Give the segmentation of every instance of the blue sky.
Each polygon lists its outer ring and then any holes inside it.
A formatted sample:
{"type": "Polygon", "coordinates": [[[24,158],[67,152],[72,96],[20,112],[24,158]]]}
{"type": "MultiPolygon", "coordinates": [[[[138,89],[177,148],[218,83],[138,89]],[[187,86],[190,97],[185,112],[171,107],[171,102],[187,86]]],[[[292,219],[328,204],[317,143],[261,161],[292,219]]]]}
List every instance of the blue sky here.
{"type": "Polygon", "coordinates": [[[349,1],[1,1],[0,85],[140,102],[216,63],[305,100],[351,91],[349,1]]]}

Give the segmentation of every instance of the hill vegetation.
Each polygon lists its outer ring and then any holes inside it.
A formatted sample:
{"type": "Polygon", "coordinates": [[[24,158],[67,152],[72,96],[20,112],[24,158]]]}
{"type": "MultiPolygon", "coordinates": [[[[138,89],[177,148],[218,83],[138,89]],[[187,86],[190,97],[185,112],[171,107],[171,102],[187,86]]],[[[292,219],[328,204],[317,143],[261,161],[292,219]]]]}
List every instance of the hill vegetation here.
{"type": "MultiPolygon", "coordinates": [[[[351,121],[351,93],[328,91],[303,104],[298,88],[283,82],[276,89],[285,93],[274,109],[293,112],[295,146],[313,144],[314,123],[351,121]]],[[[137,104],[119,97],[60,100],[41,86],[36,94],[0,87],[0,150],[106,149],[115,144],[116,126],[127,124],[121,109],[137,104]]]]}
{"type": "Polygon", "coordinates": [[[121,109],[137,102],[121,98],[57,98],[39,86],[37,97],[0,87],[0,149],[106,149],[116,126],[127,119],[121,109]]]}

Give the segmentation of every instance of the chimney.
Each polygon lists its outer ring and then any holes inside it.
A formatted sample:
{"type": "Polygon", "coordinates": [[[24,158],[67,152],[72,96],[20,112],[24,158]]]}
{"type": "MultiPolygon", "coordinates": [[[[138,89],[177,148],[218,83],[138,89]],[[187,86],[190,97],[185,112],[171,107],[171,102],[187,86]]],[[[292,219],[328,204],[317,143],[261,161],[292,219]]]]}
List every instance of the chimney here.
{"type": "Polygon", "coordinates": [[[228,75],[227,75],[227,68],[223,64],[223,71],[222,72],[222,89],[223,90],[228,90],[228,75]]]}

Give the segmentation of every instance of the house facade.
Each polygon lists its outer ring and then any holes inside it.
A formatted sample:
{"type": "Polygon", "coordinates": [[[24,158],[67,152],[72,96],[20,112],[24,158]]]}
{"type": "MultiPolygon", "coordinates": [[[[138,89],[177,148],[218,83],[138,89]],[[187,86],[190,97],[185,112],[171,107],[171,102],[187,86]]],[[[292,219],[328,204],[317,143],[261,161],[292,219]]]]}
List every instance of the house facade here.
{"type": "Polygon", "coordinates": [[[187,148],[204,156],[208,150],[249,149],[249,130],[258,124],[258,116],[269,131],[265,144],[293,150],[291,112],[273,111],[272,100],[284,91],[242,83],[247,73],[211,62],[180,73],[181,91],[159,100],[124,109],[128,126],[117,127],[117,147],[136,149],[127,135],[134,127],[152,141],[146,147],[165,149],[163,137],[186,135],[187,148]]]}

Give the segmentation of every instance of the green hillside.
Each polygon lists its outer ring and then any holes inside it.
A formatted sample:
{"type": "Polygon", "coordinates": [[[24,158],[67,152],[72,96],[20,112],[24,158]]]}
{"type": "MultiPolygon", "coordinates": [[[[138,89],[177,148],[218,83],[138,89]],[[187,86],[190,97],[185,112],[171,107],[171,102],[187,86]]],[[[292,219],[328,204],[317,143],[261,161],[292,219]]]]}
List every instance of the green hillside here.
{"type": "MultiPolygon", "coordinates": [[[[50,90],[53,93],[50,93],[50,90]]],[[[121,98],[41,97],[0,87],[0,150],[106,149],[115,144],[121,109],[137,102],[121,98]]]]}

YOUR GOAL
Copy exactly the lines above, from the one containing "Give the segmentation of every instance of the chimney." through the very last line.

ANSWER FOR THE TASK
Give the segmentation of every instance of the chimney.
Each polygon lists its outer ring and then any holes inside it.
A formatted sample:
{"type": "Polygon", "coordinates": [[[24,158],[67,152],[72,96],[20,112],[24,158]]]}
{"type": "MultiPolygon", "coordinates": [[[[138,89],[177,148],[218,83],[138,89]],[[187,86],[190,97],[185,112],[171,107],[171,102],[187,86]]],[[[292,219],[328,204],[317,143],[261,161],[292,219]]]]}
List every instance of the chimney here.
{"type": "Polygon", "coordinates": [[[228,75],[227,75],[227,68],[223,64],[223,71],[222,72],[222,89],[223,90],[228,90],[228,75]]]}

Give the segmentation of every instance of the house facade.
Each polygon lists its outer ring and then any holes inside it.
A formatted sample:
{"type": "Polygon", "coordinates": [[[24,158],[67,152],[72,96],[20,112],[24,158]]]}
{"type": "MultiPolygon", "coordinates": [[[[138,89],[177,148],[218,83],[138,89]],[[187,86],[190,97],[185,112],[171,107],[171,102],[187,86]]],[[[292,219],[328,204],[317,143],[261,161],[292,219]]]]}
List every instance of the house facade here.
{"type": "Polygon", "coordinates": [[[187,148],[204,156],[208,150],[249,149],[249,130],[258,124],[258,116],[269,131],[265,144],[293,150],[291,112],[273,111],[272,100],[284,91],[242,83],[247,73],[211,62],[180,73],[181,91],[159,100],[124,109],[128,126],[117,127],[117,147],[136,149],[127,135],[134,127],[152,141],[146,147],[165,149],[163,137],[186,135],[187,148]]]}

Give the segmentation of every instance of the green hillside.
Each polygon lists its outer ring and then any holes inside it.
A formatted sample:
{"type": "Polygon", "coordinates": [[[24,158],[67,152],[72,96],[20,112],[24,158]]]}
{"type": "MultiPolygon", "coordinates": [[[[138,89],[177,148],[218,83],[138,89]],[[187,86],[190,97],[185,112],[171,107],[171,102],[187,86]]],[[[292,219],[328,204],[317,143],[261,161],[292,219]]]]}
List every instance of the green hillside here.
{"type": "MultiPolygon", "coordinates": [[[[50,90],[53,93],[50,93],[50,90]]],[[[121,98],[41,97],[0,87],[0,150],[106,149],[115,144],[121,109],[137,102],[121,98]]]]}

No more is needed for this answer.